**DATOS DEL EJERCICIO:**

★ ★ ★ ★

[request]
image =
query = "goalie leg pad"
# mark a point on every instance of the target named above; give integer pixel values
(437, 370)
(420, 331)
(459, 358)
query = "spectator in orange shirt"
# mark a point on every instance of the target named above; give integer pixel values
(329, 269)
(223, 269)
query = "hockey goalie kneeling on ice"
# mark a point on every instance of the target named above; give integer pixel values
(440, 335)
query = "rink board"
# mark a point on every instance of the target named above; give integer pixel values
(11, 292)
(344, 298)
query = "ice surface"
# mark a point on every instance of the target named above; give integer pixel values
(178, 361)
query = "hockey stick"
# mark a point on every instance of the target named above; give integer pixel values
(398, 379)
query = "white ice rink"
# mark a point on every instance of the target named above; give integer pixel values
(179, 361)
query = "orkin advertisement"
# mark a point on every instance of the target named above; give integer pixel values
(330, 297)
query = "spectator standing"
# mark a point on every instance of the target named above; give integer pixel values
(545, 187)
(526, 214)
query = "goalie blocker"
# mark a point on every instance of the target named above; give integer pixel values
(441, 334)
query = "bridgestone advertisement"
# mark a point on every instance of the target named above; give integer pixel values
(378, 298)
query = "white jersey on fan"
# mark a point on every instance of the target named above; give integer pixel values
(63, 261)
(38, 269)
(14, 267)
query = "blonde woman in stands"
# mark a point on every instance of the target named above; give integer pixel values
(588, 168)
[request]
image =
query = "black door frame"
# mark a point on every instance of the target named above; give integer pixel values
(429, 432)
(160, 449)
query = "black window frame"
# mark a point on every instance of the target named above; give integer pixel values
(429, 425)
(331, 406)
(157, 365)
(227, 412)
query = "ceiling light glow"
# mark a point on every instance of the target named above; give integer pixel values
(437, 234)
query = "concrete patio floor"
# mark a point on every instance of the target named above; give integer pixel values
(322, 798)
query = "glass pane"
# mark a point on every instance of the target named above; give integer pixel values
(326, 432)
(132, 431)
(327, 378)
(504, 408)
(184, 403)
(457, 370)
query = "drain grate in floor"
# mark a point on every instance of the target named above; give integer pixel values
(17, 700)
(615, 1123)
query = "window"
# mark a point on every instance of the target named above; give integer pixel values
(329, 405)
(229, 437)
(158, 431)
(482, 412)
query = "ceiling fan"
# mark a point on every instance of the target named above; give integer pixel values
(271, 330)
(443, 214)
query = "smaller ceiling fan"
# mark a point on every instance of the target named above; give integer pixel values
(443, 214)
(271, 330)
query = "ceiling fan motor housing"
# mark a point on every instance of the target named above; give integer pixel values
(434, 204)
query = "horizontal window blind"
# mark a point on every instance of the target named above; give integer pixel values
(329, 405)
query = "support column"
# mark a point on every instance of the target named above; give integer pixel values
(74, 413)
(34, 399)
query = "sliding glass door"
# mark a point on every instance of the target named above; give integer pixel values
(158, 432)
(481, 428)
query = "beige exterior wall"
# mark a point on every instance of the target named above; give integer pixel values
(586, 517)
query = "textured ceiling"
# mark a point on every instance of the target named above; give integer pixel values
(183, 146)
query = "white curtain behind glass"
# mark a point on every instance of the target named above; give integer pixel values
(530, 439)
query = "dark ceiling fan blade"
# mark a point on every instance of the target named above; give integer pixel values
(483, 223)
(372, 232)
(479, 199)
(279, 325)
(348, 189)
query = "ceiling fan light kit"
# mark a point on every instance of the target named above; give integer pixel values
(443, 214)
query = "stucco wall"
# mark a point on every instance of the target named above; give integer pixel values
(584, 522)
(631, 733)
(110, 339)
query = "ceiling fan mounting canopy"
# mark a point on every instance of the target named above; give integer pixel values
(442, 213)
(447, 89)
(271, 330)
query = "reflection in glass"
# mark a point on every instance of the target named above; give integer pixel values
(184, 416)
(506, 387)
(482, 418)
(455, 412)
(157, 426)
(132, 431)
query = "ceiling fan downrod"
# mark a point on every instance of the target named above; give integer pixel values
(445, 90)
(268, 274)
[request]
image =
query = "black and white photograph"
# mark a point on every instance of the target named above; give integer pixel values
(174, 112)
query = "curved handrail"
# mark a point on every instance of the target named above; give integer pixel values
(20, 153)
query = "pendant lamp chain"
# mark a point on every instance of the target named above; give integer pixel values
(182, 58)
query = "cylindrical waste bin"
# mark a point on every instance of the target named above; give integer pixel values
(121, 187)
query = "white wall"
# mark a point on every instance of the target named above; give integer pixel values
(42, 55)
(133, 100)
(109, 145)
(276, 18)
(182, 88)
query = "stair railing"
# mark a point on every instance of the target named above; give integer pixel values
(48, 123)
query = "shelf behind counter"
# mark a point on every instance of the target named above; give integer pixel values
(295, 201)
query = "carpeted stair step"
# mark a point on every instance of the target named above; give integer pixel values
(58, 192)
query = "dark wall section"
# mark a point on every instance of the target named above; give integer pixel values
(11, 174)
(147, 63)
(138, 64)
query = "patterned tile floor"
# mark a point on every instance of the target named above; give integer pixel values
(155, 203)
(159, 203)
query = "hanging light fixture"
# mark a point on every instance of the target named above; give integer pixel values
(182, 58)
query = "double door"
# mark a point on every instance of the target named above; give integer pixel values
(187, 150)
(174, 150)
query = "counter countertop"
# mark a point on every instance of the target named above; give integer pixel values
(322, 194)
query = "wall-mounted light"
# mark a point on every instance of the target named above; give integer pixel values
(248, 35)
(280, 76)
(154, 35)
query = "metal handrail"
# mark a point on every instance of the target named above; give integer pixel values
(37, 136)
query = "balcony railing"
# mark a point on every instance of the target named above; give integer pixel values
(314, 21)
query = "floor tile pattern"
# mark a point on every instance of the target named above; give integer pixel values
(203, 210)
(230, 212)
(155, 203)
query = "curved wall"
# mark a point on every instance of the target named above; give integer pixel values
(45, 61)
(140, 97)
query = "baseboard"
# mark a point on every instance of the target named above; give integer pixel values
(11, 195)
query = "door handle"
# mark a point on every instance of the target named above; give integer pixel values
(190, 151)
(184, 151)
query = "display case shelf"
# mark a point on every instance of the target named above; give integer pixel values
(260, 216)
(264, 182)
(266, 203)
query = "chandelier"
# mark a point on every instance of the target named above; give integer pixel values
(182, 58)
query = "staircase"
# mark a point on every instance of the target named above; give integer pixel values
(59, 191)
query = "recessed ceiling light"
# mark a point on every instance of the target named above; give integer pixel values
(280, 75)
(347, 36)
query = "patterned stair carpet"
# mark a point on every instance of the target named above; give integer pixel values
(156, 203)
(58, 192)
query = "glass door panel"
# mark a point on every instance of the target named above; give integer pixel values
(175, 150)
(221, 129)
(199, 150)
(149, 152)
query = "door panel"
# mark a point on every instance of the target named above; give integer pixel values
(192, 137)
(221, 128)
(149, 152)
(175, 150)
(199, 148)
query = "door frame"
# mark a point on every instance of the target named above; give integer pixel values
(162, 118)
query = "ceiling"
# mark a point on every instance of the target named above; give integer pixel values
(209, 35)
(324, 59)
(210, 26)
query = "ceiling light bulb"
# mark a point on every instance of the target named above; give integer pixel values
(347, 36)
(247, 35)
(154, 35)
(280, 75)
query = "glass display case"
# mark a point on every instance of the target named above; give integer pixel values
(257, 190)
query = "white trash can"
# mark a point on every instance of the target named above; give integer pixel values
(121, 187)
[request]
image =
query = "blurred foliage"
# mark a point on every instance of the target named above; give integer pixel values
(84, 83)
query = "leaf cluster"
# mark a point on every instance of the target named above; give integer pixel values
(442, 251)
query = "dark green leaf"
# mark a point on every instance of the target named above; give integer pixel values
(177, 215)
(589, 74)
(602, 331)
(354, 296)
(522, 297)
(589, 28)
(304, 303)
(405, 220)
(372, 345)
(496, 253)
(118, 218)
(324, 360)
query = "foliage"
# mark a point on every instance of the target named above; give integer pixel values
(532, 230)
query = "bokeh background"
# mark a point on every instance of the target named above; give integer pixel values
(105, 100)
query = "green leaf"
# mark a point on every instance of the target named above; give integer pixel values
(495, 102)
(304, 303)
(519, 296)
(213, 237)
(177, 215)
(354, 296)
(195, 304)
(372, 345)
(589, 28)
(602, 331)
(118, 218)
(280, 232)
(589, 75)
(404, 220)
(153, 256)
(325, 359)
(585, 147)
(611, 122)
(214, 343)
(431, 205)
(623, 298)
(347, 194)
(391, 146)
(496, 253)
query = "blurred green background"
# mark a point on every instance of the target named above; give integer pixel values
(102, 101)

★ ★ ★ ★

Cuenta las líneas del material que contienen la cadena "dark", distinguiendo entre mayúsculas y minúsculas. Responde únicamente con el número.

**SOLUCIÓN PROPUESTA:** 3